Tasks for this exercise:
a) Revise the book review by writing out its passage from "There were some" up to and including "member from them.", with "medical community" changed to "health care system" everywhere it occurs.
b) Please carry the book review forward, starting right after its final sentence.

Excerpt provided:
+--

Oh. I have SO many things to say.

There were some things about this book I really loved. Particularly, a comment of hers about people who don't vaccinate. While she was obviously pro-vaccination, she pointed out that it makes sense for moms especially to be skeptical of the medical community - after all, they just had children. She talks about the maternal mortality rate in the U.S. (it's horrible - it's safer in Kuwait than in the United States to give birth. Let that sink in.) When the medical community fails you at your most vulnerable, it makes sense that you will protect your most vulnerable family member from them.

There were other things that I really did not love. Valenti is a new mom - birthed her first child WHILE writing this book, and it obviously colored her approach and perspective. (Take, for example, her discussion of breastfeeding - she posits that babies who are breastfed are healthier because they have mothers with the time and support to breastfeed, not because they are breastfed. If they had done a study about women who formula fed who had similar jobs and time, I would probably have lent this more credibility.)

+--

Supplied data:
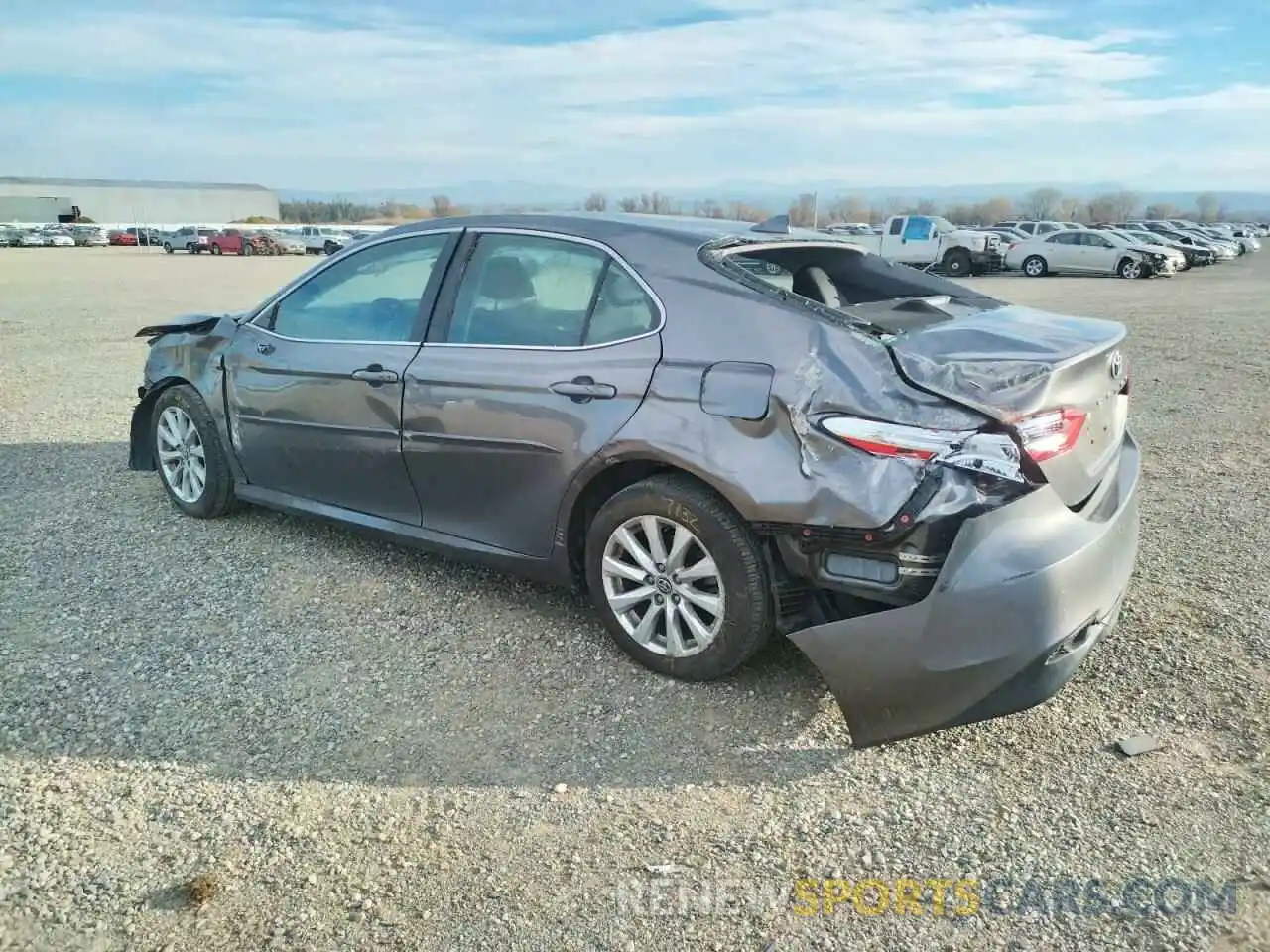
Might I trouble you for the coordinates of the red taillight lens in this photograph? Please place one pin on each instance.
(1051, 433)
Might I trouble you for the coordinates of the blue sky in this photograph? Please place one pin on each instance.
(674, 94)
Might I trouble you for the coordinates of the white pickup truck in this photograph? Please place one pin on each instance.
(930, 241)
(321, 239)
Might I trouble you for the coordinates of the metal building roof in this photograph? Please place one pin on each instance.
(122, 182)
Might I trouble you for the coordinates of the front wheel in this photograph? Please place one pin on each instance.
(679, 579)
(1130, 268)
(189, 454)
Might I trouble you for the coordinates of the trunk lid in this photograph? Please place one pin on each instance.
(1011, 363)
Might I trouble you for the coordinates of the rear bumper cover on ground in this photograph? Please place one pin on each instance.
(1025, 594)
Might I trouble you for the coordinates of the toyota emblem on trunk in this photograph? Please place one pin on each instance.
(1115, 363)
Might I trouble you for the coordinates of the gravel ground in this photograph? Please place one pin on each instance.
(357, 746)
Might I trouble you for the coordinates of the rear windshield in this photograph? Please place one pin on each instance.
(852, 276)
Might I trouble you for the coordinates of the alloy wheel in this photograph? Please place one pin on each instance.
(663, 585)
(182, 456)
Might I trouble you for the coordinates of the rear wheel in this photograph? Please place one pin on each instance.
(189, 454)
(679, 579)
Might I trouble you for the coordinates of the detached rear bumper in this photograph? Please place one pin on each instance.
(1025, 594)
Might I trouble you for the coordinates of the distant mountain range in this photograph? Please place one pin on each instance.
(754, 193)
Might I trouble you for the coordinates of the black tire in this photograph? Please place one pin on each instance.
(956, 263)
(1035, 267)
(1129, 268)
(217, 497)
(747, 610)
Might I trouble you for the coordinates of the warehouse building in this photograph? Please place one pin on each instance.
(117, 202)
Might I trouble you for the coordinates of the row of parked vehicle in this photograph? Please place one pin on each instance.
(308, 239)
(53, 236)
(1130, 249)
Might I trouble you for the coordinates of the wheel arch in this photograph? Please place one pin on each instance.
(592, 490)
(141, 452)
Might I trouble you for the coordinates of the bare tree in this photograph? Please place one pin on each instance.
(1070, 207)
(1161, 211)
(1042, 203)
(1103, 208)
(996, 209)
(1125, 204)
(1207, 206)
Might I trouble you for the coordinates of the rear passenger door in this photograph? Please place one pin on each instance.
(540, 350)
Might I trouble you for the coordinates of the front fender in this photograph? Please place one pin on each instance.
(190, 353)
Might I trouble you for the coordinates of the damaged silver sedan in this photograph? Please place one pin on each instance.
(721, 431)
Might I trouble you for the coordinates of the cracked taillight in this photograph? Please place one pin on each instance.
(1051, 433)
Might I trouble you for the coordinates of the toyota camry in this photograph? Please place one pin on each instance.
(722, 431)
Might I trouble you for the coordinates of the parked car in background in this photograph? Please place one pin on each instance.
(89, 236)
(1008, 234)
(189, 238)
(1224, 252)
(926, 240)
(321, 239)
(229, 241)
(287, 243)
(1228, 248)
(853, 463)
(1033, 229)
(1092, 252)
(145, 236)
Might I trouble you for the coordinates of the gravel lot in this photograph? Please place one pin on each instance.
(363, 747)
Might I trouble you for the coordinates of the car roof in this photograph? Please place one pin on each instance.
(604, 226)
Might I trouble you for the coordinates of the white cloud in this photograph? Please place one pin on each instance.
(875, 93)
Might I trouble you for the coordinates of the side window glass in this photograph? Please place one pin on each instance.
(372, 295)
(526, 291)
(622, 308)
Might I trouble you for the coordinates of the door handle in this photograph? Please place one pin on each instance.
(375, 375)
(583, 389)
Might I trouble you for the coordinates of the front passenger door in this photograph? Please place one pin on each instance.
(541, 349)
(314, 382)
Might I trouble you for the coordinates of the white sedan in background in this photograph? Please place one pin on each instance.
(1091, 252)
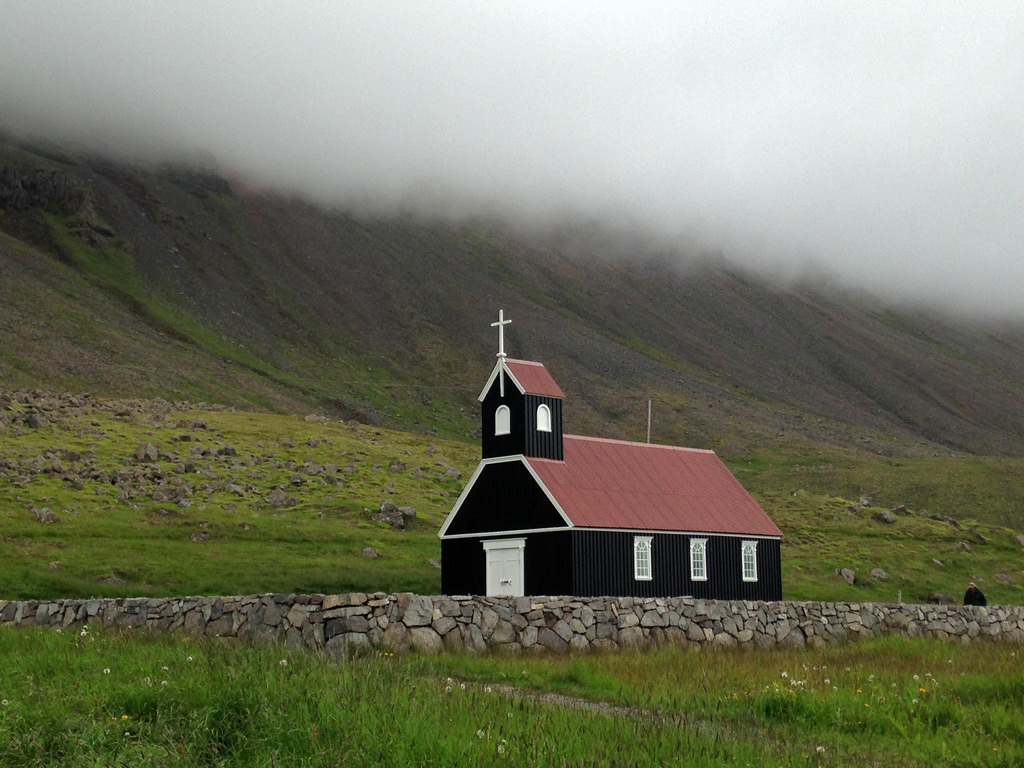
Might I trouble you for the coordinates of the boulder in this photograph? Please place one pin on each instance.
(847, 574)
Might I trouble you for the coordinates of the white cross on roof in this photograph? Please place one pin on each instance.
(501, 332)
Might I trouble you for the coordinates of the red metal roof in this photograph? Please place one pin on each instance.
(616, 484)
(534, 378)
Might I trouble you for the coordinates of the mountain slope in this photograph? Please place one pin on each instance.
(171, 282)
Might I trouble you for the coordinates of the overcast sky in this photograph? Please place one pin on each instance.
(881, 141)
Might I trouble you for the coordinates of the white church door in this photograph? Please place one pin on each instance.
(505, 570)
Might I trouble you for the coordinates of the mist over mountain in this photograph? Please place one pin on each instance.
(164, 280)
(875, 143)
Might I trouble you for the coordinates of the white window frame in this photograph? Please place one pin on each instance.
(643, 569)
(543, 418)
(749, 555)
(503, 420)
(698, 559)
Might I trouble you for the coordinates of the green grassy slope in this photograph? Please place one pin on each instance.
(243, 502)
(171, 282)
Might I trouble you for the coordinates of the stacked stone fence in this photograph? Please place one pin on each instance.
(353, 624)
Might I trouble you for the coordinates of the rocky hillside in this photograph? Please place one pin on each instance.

+--

Outputs for the tasks:
a)
There were some things about this book I really loved. Particularly, a comment of hers about people who don't vaccinate. While she was obviously pro-vaccination, she pointed out that it makes sense for moms especially to be skeptical of the health care system - after all, they just had children. She talks about the maternal mortality rate in the U.S. (it's horrible - it's safer in Kuwait than in the United States to give birth. Let that sink in.) When the health care system fails you at your most vulnerable, it makes sense that you will protect your most vulnerable family member from them.

b)
Also, I felt that Valenti lacked credibility to make some of her statements. I, too, am a brand new mom. I have a 19 week old who is the light of my world. I would not state anything about the entirety of motherhood. I don't know the entirety. I only know my son, a particular individual among billions, and 19 weeks of his childhood. So when she makes statements such as "I will not argue when someone says that mothering is hard. But let's be honest - it's not the hardest." (p. 63) I don't know that a mother of one, a mother of one INFANT has the credibility to make that blanket statement for all mothers. It's not the hardest thing FOR YOU. Raising your daughter is not the most important thing you'll do FOR YOU. But you can't say whether motherhood is the hardest thing for the single mom of three who is working and going to school and whose job is a 45 hour a week desk job rather than a free-lance writing job.

I agree that we need to work on making working motherhood more viable, more flexible and less guilt-ridden, but I think we should be cautious not to say more than the credibility lent to us by life.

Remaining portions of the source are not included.